• **Excerpts from a dataset**
# # # # # # #

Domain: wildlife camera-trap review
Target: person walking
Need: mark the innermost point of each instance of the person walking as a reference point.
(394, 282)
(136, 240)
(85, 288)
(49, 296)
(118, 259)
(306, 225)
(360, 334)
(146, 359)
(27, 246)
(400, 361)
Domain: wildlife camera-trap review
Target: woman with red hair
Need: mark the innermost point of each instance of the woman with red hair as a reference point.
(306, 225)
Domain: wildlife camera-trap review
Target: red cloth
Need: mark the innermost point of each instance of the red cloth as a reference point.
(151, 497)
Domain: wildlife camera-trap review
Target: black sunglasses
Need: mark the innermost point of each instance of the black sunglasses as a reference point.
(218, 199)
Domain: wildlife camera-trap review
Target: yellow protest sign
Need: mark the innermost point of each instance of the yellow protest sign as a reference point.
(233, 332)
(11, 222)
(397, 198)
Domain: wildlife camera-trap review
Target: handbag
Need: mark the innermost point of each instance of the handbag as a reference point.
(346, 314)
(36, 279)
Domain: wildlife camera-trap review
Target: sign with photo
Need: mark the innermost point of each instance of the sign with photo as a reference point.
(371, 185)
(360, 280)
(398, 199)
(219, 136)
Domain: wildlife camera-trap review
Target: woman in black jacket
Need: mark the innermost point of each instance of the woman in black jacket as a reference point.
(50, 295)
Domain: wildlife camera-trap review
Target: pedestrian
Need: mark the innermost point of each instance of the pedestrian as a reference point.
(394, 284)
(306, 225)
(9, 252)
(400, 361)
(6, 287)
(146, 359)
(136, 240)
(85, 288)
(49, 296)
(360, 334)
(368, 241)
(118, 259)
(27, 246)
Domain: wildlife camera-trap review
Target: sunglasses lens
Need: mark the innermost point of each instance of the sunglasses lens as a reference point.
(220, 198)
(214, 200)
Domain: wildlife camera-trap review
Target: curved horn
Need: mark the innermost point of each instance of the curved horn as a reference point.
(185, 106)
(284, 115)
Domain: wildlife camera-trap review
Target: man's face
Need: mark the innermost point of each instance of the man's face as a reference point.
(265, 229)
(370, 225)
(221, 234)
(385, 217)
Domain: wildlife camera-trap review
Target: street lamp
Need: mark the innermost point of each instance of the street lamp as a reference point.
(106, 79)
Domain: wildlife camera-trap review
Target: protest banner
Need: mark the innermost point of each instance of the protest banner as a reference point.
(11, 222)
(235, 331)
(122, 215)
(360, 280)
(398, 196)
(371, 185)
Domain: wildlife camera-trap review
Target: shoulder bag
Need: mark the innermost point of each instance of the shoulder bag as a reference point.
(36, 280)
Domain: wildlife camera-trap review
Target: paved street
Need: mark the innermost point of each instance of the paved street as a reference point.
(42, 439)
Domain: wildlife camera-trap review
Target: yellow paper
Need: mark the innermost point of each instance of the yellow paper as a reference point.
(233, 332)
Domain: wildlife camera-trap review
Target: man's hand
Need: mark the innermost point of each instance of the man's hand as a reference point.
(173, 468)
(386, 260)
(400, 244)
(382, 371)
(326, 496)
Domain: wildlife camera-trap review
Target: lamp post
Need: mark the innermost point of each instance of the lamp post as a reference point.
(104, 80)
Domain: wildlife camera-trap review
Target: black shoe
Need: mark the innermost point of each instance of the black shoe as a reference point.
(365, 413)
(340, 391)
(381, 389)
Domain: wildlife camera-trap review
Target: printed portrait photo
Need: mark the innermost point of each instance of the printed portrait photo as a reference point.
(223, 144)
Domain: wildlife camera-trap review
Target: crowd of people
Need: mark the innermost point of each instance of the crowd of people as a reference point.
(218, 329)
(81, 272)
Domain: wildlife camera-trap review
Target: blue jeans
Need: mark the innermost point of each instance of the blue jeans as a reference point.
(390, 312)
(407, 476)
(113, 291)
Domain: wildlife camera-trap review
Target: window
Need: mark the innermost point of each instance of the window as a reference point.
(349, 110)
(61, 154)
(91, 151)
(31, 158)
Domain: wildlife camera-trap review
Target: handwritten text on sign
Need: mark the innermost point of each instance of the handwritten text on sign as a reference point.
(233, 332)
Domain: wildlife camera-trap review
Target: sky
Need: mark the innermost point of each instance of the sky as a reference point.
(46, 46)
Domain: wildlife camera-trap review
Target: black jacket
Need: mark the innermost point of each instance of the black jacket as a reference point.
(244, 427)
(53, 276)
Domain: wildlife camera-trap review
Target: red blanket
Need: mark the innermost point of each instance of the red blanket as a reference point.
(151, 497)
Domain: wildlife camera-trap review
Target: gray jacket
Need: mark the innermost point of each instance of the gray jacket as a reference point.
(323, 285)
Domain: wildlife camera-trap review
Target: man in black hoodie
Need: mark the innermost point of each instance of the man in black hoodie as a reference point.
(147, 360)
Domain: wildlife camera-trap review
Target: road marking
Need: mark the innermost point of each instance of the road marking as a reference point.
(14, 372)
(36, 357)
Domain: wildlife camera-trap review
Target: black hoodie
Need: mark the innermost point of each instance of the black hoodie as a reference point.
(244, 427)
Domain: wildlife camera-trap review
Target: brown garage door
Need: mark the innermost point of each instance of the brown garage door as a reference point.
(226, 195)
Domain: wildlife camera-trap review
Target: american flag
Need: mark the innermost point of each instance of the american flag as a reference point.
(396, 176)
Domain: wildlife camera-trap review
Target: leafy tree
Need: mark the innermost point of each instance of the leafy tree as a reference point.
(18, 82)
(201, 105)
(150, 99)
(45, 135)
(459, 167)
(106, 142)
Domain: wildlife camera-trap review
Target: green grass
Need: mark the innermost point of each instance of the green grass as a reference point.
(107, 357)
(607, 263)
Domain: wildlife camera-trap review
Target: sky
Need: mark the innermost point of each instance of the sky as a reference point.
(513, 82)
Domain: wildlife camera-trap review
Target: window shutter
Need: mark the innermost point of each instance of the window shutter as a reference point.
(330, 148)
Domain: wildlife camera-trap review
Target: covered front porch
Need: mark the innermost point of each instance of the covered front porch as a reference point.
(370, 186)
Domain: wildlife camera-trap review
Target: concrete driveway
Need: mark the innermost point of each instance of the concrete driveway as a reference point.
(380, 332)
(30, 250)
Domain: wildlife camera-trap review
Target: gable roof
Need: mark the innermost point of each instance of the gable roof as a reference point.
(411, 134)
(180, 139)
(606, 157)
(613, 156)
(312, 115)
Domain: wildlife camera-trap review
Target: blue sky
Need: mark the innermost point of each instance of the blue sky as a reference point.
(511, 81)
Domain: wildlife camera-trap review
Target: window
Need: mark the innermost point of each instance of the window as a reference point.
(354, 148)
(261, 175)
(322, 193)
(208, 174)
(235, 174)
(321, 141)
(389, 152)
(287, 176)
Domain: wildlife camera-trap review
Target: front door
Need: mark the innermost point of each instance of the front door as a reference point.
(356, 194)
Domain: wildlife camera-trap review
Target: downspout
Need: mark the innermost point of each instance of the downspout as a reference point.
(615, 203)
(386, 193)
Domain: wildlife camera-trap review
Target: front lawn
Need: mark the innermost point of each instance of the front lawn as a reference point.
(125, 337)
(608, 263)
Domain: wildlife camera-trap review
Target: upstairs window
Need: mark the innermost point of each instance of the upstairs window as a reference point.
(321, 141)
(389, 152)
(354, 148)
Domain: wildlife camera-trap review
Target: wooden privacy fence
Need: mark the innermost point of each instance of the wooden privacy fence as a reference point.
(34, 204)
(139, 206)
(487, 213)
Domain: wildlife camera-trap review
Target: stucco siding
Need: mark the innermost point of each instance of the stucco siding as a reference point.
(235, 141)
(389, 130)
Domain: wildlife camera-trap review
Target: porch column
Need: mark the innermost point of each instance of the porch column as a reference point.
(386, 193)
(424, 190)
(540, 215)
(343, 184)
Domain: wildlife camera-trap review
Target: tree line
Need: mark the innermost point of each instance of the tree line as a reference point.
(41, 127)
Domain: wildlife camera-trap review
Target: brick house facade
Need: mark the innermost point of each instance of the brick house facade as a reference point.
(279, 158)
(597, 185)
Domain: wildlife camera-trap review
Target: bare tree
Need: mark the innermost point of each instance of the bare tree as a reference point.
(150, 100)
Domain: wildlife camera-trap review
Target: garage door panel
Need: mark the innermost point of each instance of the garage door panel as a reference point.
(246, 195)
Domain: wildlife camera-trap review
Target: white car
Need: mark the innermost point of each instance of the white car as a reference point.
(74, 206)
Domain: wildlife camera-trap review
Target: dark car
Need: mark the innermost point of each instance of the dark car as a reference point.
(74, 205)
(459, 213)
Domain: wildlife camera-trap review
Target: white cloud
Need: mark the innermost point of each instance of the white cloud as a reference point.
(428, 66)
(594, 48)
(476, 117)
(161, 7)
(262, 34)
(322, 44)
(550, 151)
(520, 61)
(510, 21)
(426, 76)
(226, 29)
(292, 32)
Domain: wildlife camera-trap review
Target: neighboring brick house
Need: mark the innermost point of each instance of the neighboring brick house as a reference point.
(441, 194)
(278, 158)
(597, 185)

# # # # # # #

• **Prompt**
Write out, from the lines above, only those from the line with "Need: mark the innermost point of each instance of the covered" to the line with "Target: porch column", exactly as given, including the first and the last.

• **Exercise response**
Need: mark the innermost point of each instance of the covered front porch as a reference point.
(370, 186)
Domain: wildlife camera-trap review
Target: concrete driveway
Need: mark the innermost point of each instance of the concrete driveway as a reference point.
(380, 332)
(30, 250)
Domain: wildlife camera-trap review
Target: gable roof
Need: mark the innermost point of each instance of the gable roof as a reference point.
(411, 134)
(180, 139)
(606, 157)
(613, 156)
(312, 115)
Domain: wildlife camera-trap review
Target: blue sky
Need: mark the innermost point of each instance of the blue sky as a reference point.
(511, 81)
Domain: wildlife camera-trap review
Target: window
Need: mark the innermost point of each instance of the window as a reference point.
(354, 148)
(261, 175)
(322, 193)
(208, 174)
(235, 174)
(321, 141)
(389, 152)
(287, 176)
Domain: wildlife camera-trap review
Target: front door
Need: mark the innermost point of each instance of the front door as a reference point.
(356, 194)
Domain: wildlife camera-trap review
Target: downspout
Need: mark the innermost point of each instance of the downspout as a reference point.
(615, 203)
(386, 193)
Domain: wildlife camera-trap review
Target: front lawn
Need: mark the innermost point of each instance of the front lawn as a reference point.
(125, 337)
(608, 263)
Domain: wildlife camera-trap review
Target: upstairs window
Need: mark the innermost point of each instance of the upstairs window as a reference point.
(321, 141)
(389, 152)
(354, 148)
Domain: wildlife camera-trap review
Target: wooden privacy fence
Need: mark the innermost point of each instance of the wooden privacy fence as a reference point.
(34, 204)
(139, 206)
(487, 213)
Domain: wildlife camera-trap review
Target: stucco siding
Need: mark the innermost point of each instance of the stucco siding as a reference point.
(235, 141)
(389, 130)
Domain: wildlife camera-trap review
Target: porch column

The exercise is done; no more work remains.